- _Consignes_
[A] Modifiez le passage du texte sur les déserts médicaux qui s'ouvre sur les mots contenant « Des solutions trop » et se termine par « pension de retraite. » en remplaçant « numerus clausus » par « nombre de places en médecine ».
[B] Réécrivez sous forme de liste le paragraphe du texte sur les déserts médicaux qui commence par « On parle de désert médical ». Gardez ses informations principales.

- _Texte source_
■ ■ ■

Décennie après décennie, les déserts médicaux se sont répandus en France telle une épidémie, d’abord à bas bruit, en partant des zones rurales les plus reculées, puis au vu et au su de tous, Etat, gouvernements, Parlement, collectivités locales, autorités de santé.

Très présente dans la vie quotidienne de millions de français, mais relativement absente du débat public, la dégradation constante de l’accès au soin reste une question brûlante d’actualité.

Qu’est-ce qu’un désert médical ?

On parle de désert médical dès lors qu’un territoire manque d’une ou plusieurs catégories de professionnels de santé : médecins généralistes ou spécialistes – dentistes, psychologues, gériatres, pédiatres, kinésithérapeutes… -, infirmiers / infirmières, ou encore équipements de santé (maternités, services d’urgences, etc).

En d’autres termes, il s’agit de constater une inadéquation géographique entre l’offre et la demande de soins de santé.

En 2018, un peu moins de 6% de la population française vit dans une zone sous-dotée. Entre 2015 et 2020, le nombre total de médecins généralistes exerçant en libéral sur le territoire national a baissé de 2700, pour s’établir à un peu moins de 60 000.

La zone la plus touchée est celle connue en géographie humaine sous le nom de “diagonale du vide”, entre les Pyrénées et le nord-est de la France en passant par le massif central ; c’est là qu’on trouve les départements les plus pauvres, les moins peuplés et les plus ruraux : la Lozère, la Creuse, le Limousin, la Haute-Marne…

Le phénomène s’étend également à certaines zones périurbaines, jusqu’à la riche et peuplée Ile-de-France dans les départements de la grande couronne.

Dans ces zones, la population se trouve contrainte soit de repousser les soins, soit purement et simplement d’y renoncer.

Du côté des patients, on s’adapte comme on peut : les plus modernes ont recours à la téléconsultation médicale, mais les personnes âgées, les malades d’affections de longue durée, les personnes handicapées, continuent à se sentir négligés.

Parmi les causes de la désertification médicale, on trouve :

  • le départ en retraite de nombreux médecins issus du baby-boom
  • le numerus clausus (réduction du nombre de places disponibles en école de médecine) trop faible depuis les années 1990
  • et les choix personnels des jeunes médecins qui préfèrent s’installer dans des villes et dans des zones plutôt riches et peuplées plutôt que dans des campagnes mourantes ou dans des cités-dortoirs en décrépitude

Des solutions trop timides

Pour remédier à cette situation, l’Etat propose des aides à l’installation des jeunes médecins dans les déserts médicaux, augmente le numerus clausus depuis quelques années (mais il faut 9 à 12 ans pour former un médecin…), ou encore permet aux médecins en âge de partir à la retraite de cumuler leur revenu avec leur pension de retraite.

■ ■ ■

- _Données_
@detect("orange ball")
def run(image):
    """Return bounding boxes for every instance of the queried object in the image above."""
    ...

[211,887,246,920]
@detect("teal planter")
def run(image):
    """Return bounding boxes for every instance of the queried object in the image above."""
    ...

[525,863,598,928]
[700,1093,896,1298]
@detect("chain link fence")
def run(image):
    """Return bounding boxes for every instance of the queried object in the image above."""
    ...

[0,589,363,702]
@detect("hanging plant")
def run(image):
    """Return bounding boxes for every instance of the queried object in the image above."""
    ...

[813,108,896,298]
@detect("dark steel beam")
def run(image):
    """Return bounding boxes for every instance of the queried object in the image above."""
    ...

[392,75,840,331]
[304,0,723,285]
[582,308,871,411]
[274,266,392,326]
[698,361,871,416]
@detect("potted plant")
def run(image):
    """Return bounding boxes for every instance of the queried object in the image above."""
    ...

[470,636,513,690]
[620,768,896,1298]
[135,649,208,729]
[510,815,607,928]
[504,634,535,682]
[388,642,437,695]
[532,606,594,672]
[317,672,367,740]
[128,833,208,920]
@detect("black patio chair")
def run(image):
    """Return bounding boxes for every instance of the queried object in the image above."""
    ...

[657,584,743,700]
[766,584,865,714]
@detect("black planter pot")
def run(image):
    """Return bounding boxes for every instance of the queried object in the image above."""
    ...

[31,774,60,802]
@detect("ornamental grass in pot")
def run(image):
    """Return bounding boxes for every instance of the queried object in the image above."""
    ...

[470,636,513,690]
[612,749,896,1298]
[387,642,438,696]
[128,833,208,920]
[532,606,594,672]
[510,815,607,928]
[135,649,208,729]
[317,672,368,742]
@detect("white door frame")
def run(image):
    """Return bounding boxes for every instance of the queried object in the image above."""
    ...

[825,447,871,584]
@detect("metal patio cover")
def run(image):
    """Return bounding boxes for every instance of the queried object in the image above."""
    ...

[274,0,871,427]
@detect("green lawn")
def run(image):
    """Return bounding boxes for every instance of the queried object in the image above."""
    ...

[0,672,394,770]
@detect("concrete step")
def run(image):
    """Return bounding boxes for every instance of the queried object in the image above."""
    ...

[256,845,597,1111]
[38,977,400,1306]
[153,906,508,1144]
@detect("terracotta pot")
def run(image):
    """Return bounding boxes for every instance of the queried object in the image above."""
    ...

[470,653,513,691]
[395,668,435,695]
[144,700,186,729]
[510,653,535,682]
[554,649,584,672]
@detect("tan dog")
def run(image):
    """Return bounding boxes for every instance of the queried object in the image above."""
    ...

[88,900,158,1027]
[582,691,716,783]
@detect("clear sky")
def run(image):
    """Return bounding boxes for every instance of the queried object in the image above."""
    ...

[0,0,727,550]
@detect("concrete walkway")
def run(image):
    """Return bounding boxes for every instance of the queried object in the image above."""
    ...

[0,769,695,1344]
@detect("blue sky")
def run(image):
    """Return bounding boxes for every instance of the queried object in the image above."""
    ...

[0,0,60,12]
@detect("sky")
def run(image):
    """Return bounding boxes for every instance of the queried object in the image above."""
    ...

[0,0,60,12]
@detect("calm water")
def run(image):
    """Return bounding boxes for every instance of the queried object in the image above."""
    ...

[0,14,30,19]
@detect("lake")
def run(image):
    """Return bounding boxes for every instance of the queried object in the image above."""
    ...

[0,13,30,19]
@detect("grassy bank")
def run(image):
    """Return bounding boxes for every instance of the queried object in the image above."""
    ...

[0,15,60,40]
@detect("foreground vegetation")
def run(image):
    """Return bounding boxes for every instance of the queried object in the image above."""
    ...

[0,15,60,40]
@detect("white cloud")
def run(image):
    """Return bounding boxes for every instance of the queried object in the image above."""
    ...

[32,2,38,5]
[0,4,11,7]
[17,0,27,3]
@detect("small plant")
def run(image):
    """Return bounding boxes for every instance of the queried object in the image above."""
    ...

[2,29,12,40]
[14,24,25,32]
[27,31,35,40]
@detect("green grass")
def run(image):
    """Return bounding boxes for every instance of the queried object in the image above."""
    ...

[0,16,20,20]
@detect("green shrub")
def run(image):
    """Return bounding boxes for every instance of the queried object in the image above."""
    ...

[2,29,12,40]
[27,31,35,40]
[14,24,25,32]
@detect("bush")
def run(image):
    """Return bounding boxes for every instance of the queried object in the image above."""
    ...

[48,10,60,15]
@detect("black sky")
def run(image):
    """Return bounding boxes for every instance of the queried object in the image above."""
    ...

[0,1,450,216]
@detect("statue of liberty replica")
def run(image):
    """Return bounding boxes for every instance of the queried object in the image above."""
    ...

■ ■ ■

- _Corrigé des activités_
[A]
Des solutions trop timides

Pour remédier à cette situation, l’Etat propose des aides à l’installation des jeunes médecins dans les déserts médicaux, augmente le nombre de places en médecine depuis quelques années (mais il faut 9 à 12 ans pour former un médecin…), ou encore permet aux médecins en âge de partir à la retraite de cumuler leur revenu avec leur pension de retraite.

[B]
Un territoire devient un désert médical lorsqu'il manque d'une ou plusieurs catégories parmi les suivantes :
- médecins généralistes ou spécialistes (dentistes, psychologues, gériatres, pédiatres, kinésithérapeutes…)
- infirmiers / infirmières
- équipements de santé (maternités, services d'urgences, etc.)